Selected excerpt.

I need to model web site with users and articles where each user can interact (read, open e.t.c) with any article many times. I want to do it one elasticsearch index by following nested mapping:
{
"mappings": {
"user": {
"properties": {
"user_id": {"type": "string"},
"interactions": {
"type": "nested",
"properties": {
"article_id": {"type": "string"},
"interact_date": {"type": "date"}
}
}
}
}
}
}
example of indexed document:
{
"user_id": 20,
"interactions": [
{"article_id": "111", "interact_date": "2015-01-01"},
{"article_id": "111", "interact_date": "2015-01-02"},
{"article_id": "222", "interact_date": "2015-01-01"}
]
}
I need to do the following aggregations on the data:
-
Total number of interactions per day. The following query looks OK for me:
GET /_search { "size": 0, "aggs": { "by_date": { "nested": { "path": "interactions" }, "aggs": { "m_date": { "terms": { "field": "interactions.interact_date" } } } } } }
The example doc should add 1 for 2015-01-02 and 2 for 2015-01-01 to aggreration
-
Number of unique users interactions per day. If specific user interacted with several articles at same date range the user should be counted only once. In postgres it's simple query: for table with 3 columns [user_id, article_id, interact_date]
SELECT dt, count(uid) FROM (SELECT interact_date::TIMESTAMP::DATE dt, user_id uid FROM interactions GROUP BY interact_date::TIMESTAMP::DATE, user_id) by_date GROUP BY dt; How can I do the same in elasticsearch? The example doc should add **1** for **2015-01-02** and **1** for **2015-01-01** to aggreration
-
How to add interactions by _update without re-indexing whole document?
-
How to filter users by specific articles - count user once in aggregation by date only if he interacted with one of specified articles?
Thank you

Given problem 1.
In the records below, rewrite every line from the one that contains "the eagle leg" through the one that contains "[[21, 41, 128, 119]]", ends included, and include the requests. In each answer, multiply every bounding-box coordinate by 2.2 and round to a whole number, with halves rounded up.

Records shown.

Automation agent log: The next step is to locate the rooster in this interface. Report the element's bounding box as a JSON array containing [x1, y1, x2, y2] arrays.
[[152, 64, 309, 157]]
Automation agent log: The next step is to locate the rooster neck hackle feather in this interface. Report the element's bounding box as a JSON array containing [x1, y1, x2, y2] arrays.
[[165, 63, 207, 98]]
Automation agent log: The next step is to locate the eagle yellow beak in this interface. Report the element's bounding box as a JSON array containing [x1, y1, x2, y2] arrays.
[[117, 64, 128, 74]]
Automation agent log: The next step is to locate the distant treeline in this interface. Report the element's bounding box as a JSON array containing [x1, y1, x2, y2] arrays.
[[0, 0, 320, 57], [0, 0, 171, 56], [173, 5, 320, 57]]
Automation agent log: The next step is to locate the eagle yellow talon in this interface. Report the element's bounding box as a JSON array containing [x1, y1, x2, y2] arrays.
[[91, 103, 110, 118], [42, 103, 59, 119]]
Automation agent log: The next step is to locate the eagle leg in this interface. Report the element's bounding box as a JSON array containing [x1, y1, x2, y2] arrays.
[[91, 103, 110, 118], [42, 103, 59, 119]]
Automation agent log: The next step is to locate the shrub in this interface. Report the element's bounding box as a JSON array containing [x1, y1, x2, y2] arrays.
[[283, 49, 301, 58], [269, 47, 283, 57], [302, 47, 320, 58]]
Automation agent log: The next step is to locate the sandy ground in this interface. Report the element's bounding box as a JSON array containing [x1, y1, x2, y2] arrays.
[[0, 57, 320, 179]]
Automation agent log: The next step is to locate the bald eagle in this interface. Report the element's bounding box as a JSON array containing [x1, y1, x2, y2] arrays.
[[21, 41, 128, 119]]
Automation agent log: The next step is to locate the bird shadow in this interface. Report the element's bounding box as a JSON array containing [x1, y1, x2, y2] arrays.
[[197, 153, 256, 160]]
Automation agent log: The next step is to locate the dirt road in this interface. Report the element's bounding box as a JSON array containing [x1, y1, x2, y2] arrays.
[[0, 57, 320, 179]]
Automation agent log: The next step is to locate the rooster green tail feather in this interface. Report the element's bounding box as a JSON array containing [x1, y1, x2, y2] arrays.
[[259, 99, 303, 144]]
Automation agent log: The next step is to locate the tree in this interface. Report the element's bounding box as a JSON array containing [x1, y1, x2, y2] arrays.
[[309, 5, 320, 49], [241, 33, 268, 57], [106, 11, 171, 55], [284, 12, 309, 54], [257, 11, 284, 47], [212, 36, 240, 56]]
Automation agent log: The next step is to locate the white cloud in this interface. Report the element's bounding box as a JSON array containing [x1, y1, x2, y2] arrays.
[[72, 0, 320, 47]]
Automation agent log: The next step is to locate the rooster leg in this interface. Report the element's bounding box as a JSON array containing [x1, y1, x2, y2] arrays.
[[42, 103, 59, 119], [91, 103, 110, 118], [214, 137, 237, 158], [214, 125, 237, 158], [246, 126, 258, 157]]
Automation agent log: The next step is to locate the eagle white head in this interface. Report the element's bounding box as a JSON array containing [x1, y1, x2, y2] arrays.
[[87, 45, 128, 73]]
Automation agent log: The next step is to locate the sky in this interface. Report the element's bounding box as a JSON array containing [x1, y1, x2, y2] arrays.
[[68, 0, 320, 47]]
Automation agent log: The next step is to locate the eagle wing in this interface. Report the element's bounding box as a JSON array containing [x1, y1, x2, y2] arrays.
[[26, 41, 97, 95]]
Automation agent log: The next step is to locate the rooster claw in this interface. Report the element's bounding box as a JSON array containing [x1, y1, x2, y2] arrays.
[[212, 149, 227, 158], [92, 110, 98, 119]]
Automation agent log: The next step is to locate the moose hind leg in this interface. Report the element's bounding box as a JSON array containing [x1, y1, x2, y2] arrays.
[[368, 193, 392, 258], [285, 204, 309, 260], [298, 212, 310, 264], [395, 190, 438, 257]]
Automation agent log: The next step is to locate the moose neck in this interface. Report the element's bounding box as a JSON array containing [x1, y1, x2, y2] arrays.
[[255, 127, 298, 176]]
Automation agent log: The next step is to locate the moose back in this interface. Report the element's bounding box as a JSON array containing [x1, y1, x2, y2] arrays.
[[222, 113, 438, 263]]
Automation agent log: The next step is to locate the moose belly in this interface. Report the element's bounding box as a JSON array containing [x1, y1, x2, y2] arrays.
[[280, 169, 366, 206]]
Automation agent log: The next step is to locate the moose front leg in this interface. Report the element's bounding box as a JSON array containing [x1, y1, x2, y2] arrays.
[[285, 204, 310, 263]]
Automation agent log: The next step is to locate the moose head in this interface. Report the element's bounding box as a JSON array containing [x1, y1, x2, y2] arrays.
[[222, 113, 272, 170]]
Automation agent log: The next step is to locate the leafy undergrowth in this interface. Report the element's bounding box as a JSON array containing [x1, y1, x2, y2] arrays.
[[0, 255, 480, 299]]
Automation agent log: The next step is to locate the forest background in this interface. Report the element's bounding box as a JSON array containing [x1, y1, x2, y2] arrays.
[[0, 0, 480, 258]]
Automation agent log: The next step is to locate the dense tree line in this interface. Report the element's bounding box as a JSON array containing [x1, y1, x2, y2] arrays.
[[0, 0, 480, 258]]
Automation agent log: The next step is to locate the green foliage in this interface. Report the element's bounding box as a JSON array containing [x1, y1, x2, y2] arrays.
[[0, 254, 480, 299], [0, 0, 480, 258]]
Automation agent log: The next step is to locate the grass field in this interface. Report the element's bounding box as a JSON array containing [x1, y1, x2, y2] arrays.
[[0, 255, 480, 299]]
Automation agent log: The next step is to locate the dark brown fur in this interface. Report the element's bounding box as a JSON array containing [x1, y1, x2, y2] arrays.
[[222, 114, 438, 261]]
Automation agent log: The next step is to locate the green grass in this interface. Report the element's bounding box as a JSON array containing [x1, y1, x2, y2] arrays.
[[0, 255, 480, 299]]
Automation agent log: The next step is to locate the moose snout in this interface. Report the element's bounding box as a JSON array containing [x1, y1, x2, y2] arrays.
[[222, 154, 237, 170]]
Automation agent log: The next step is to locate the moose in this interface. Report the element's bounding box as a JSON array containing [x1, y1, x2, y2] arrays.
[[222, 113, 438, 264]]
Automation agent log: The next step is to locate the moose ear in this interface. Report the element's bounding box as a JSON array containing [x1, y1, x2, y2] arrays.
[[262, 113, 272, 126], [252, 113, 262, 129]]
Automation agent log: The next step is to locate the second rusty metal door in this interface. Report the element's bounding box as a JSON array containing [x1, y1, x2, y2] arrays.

Given problem 2.
Answer from the Elasticsearch post:
(a) What type does the mapping give the "interactions" field?
(b) What is the "user_id" value in the example indexed document?
(c) How many columns does the Postgres table have, and what are they?

Worked answer 1.
Automation agent log: The next step is to locate the eagle leg in this interface. Report the element's bounding box as a JSON array containing [x1, y1, x2, y2] arrays.
[[200, 227, 242, 260], [92, 227, 130, 262]]
Automation agent log: The next step is to locate the shrub in this interface. Report the element's bounding box as a JSON array containing [x1, y1, x2, y2] arrays.
[[623, 108, 662, 128], [592, 103, 623, 125], [664, 103, 704, 128]]
Automation agent log: The next step is to locate the sandy ground in this interface. Report the element's bounding box as a JSON array containing [x1, y1, x2, y2] arrays.
[[0, 125, 704, 394]]
Automation agent log: The next step is to locate the bald eagle in this interface. Report the element's bounding box as a JSON array containing [x1, y1, x2, y2] arrays.
[[46, 90, 282, 262]]

Worked answer 2.
(a) nested
(b) 20
(c) Three: user_id, article_id, interact_date